▶ What you should do
Give the lines below as a numbered list with blank lines left out. Begin at the line that contains "find the serrated leaf in the photo above" and stop after the last line.
— BEGIN —
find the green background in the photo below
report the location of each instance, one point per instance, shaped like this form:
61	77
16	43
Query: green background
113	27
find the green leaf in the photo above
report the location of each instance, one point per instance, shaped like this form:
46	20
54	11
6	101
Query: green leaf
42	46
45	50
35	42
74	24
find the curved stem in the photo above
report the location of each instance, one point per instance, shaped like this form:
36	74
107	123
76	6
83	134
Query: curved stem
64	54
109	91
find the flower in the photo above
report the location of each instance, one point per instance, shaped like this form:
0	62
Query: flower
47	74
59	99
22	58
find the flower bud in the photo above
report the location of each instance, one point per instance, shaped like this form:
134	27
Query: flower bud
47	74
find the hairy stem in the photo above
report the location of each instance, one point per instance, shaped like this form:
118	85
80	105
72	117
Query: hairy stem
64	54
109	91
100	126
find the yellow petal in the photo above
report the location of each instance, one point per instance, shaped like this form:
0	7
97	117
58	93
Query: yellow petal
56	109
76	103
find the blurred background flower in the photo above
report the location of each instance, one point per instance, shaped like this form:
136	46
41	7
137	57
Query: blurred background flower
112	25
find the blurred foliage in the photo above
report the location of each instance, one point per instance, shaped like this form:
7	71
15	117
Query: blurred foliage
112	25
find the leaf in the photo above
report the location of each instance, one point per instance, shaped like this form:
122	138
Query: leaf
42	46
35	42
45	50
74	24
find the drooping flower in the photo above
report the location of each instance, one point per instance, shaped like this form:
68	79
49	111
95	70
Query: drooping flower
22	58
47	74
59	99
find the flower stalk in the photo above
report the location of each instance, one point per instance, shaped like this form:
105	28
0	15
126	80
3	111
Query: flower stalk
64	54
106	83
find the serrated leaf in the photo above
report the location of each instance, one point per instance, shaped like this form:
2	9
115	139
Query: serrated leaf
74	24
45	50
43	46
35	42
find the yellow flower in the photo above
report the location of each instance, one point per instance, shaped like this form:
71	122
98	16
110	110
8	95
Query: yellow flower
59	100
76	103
— END —
▶ Finished exercise
1. find the serrated leaf in the photo above
2. report the location of each instance, one point per instance, shaped like this form:
3. 2	9
4. 115	139
5. Query: serrated leaf
6. 74	24
7. 45	50
8. 43	46
9. 35	42
10. find the yellow flower in the photo above
11. report the location of each instance, one point per instance, shaped like this form:
12. 71	122
13. 98	16
14. 110	110
15. 8	95
16. Query: yellow flower
17. 59	100
18. 76	103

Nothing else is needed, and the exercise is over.